- [YOUR OBJECTIVE]:
When you reach the line in the data below that contains "Where can you find the orange", please start repeating lines exactly, and stop after the line that contains "Where can you find the conduit", repeating nothing else.

- [SOURCE RECORDS]:
= Beginning of Section =

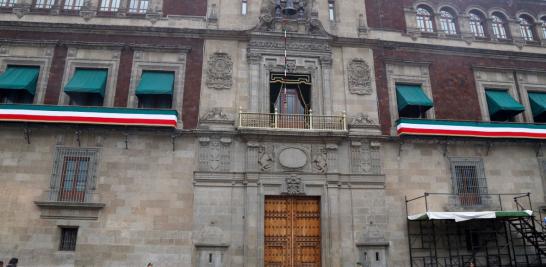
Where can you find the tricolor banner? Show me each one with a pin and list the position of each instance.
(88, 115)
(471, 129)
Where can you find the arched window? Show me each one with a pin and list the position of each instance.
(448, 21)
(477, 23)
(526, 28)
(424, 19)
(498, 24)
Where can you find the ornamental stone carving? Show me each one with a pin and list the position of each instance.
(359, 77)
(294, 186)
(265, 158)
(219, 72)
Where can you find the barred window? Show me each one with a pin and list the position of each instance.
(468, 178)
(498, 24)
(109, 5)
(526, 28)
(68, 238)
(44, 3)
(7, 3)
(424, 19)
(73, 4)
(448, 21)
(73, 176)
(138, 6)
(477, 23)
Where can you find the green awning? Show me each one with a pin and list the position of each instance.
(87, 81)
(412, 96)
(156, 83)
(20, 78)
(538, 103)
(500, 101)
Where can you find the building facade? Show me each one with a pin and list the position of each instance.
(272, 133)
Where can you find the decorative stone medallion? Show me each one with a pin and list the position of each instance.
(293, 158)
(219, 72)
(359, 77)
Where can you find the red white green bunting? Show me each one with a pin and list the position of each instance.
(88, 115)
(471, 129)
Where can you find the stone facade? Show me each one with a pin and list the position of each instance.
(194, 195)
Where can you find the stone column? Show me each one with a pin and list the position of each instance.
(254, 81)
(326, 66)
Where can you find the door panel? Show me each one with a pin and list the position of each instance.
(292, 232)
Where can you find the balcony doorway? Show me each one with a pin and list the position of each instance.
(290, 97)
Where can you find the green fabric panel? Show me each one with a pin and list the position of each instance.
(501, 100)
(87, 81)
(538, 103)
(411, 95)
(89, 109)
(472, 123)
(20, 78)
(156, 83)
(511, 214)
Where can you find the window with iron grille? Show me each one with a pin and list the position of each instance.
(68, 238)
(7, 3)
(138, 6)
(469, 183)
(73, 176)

= End of Section =
= Beginning of Section =

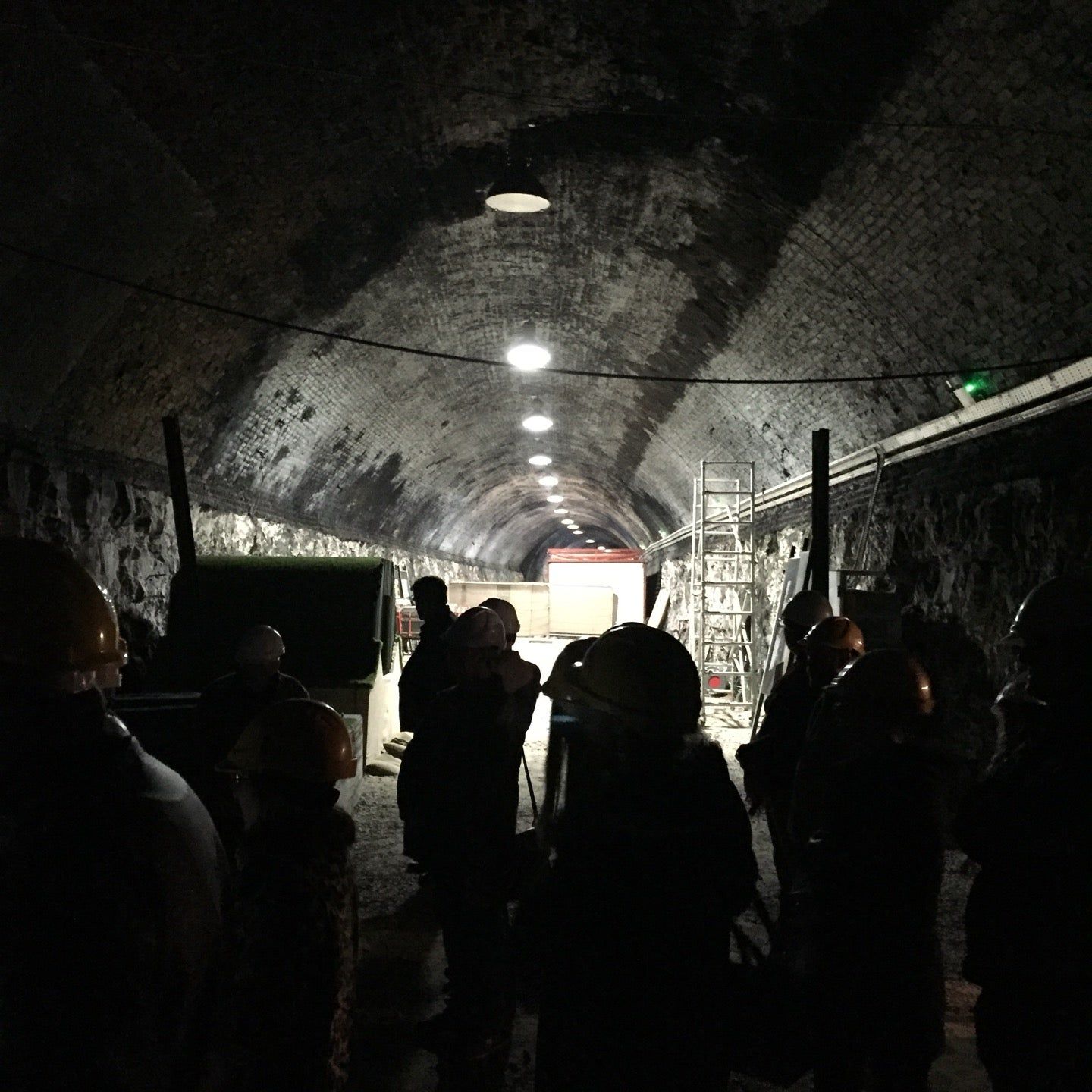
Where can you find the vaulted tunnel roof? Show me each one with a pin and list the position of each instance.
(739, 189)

= End of Section =
= Beginning of Section =

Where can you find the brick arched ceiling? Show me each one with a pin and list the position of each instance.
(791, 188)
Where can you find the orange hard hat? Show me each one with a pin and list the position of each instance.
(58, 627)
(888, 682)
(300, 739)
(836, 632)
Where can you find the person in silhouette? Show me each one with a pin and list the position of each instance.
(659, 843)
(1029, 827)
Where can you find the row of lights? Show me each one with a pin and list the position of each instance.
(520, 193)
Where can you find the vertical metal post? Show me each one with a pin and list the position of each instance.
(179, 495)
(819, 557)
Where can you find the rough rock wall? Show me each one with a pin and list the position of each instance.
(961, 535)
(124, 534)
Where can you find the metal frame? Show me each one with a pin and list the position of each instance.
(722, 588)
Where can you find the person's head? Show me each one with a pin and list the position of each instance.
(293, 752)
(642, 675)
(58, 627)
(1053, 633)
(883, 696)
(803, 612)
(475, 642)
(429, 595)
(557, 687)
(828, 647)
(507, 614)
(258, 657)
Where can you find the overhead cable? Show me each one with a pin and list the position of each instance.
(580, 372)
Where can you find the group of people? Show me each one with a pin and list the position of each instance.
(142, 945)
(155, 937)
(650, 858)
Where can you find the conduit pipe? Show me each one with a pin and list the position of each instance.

= End of Section =

- [WRITTEN RESPONSE]:
Where can you find the orange hard hat? Show me each one with a pin and list the position of each instance.
(58, 627)
(888, 682)
(300, 739)
(836, 632)
Where can you find the person in silhouette? Show me each one with a pin and list the position of each instance.
(659, 843)
(1029, 827)
Where can you find the row of lights? Show me each one with a pin and list the position of each instance.
(520, 193)
Where can you find the vertical metal post? Show me each one with a pin and list the position of each instance.
(179, 495)
(819, 557)
Where can you find the rough rock wall? Show me each one with a pin and list the position of each instance.
(961, 535)
(124, 534)
Where can you find the metal frame? Show me each one with a pin and list the position of each instance.
(722, 588)
Where can you find the person's head? Show me each one with a pin and list the position of each instance.
(293, 752)
(642, 675)
(58, 627)
(1053, 633)
(883, 696)
(803, 612)
(475, 642)
(429, 595)
(557, 687)
(828, 647)
(507, 614)
(258, 657)
Where can you find the overhead cable? Show me each one with a pin and list the position of each instance.
(580, 372)
Where can you find the group of people? Show me each one with a pin and list the position of each instance.
(142, 945)
(155, 937)
(650, 858)
Where can you find the conduit pipe? Show me each one with a pin and list the position of each instance.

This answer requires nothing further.